## [DATA ROWS]
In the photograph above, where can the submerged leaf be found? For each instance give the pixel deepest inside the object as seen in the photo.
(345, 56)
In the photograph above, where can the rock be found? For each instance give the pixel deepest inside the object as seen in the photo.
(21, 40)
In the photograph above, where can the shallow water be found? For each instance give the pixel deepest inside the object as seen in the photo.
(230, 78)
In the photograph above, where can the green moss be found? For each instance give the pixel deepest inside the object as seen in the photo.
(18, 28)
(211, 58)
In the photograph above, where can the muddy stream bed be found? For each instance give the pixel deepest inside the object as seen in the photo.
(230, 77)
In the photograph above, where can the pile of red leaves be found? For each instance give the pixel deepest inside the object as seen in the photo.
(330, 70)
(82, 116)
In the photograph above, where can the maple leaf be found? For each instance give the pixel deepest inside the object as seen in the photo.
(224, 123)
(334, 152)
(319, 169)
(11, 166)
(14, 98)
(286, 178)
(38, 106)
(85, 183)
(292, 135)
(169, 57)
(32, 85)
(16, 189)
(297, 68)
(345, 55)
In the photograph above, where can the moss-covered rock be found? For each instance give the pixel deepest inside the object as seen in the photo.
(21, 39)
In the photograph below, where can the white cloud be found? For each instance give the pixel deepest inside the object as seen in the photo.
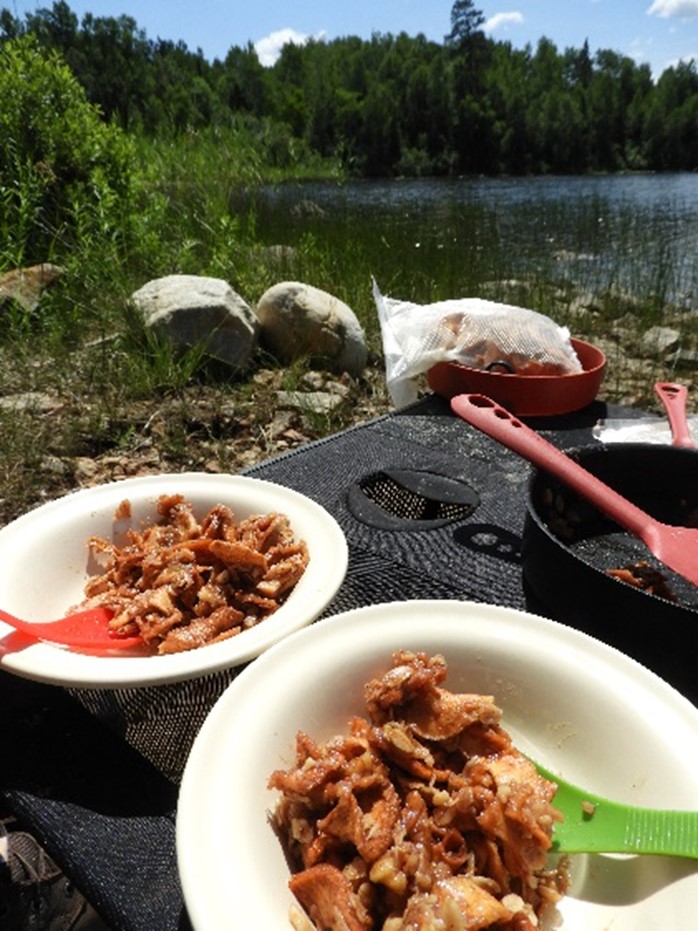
(684, 9)
(502, 19)
(269, 48)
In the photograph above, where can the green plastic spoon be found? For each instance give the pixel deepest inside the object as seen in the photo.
(597, 825)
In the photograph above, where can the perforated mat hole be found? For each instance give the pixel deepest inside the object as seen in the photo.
(410, 497)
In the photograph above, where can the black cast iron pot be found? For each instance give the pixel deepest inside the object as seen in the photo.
(569, 546)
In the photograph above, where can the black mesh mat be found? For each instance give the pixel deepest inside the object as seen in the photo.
(430, 509)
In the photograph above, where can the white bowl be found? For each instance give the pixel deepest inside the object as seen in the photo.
(44, 560)
(578, 706)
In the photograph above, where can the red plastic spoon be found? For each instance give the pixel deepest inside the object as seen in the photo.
(673, 397)
(82, 629)
(676, 547)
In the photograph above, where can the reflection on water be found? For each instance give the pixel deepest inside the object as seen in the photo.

## [THE EXERCISE]
Reproduce all of the records above verbatim, omitting the pictures from your answer.

## [EXPECTED ANSWER]
In the photograph above, where can the submerged leaf be found? For each instance give the pixel deepest inside the object as seen in the photo.
(345, 56)
In the photograph above, where can the rock be found? For each instance give the pixel deepest inside the object as seen in the photo.
(21, 40)
In the photograph above, where can the shallow water be found? For each instance give the pixel deepest inside the object as seen in the photo.
(230, 78)
In the photograph above, where can the green moss be found? For each instance give the pixel deepest inside the object as seen in the photo.
(18, 28)
(211, 58)
In the photograph above, where can the muddy stream bed be found? For each instance give the pixel deepest inside the object as seen in the photo.
(230, 77)
In the photograph above, where can the pile of red leaves be found? For each instance give the pixel deepest inside the object as seen in the photo.
(330, 70)
(82, 116)
In the photograph above, where can the maple leaf be found? For each instance give the pixel deepest inside the object as seen in the photo.
(224, 123)
(334, 152)
(319, 169)
(11, 166)
(14, 98)
(286, 178)
(38, 106)
(85, 183)
(292, 135)
(169, 57)
(32, 85)
(16, 189)
(297, 68)
(345, 55)
In the photograph above, where can the moss-covered rock be found? For each instance give the pixel deepest inside the object as seen in the photo.
(21, 39)
In the photograph below, where can the white cloud be found? For each instance give the pixel deepest inside the object as seen in the photo.
(684, 9)
(502, 19)
(269, 48)
In the photograph above, where can the green plastic spoon be found? For each instance give the pixel deepest inside the object as seen in the photo.
(597, 825)
In the photograph above, where can the perforated mat hole be found? For each instance give the pixel deepest inside the object as seen in the photo.
(410, 497)
In the photograph above, where can the black cast iron pot be found? For each instance give the pixel deepest inside the object as seen in the photo.
(569, 546)
In the photograph above, where can the black mesh mat be found? For each instance give the pixel deepest inside the object as seen in the photo.
(430, 509)
In the photograph above, where can the white bowl be found? For each instance give the pixel deepest inside the object as seen in the photo.
(44, 560)
(578, 706)
In the photograph above, where can the red plastic spoon be found? For each instance give the pixel deepest inside the object as seen in the photo.
(673, 397)
(82, 629)
(676, 547)
In the photograph above, where can the reflection on water be found? For each instance give the pixel deepest inside the object as seen in the photo.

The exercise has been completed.